Supplied records:
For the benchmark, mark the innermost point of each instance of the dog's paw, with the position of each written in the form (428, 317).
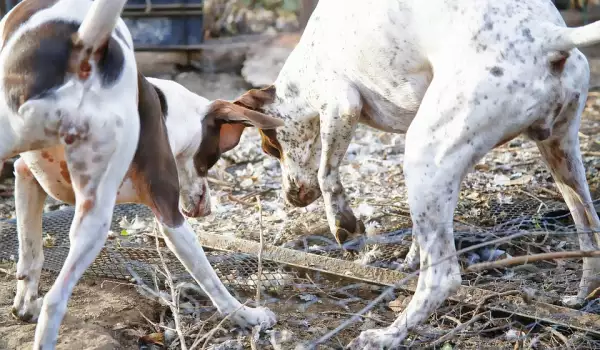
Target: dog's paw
(27, 312)
(347, 226)
(407, 266)
(247, 317)
(377, 339)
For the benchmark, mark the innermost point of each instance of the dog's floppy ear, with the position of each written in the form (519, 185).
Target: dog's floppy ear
(224, 123)
(231, 119)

Aim of the exercise: Arrange the rows above as a two-column CSV with the headers instruction and points. Give one line per row, put its text and its answer each in one quoted field with line breaks turned into spaces, and leave the pictures out.

Complete response:
instruction,points
"For the benchmark, mark the innermost point of each instance of the dog's paw, with the position of each written in the form (428, 317). Target: dog's paw","(27, 312) (347, 226) (407, 266) (247, 317) (377, 339)"
"For the benchmark, mark the innermost point of each instance of the dog's floppy ear, with the position of each written in the form (519, 185). Target: dog's floppy ear","(224, 123) (231, 119)"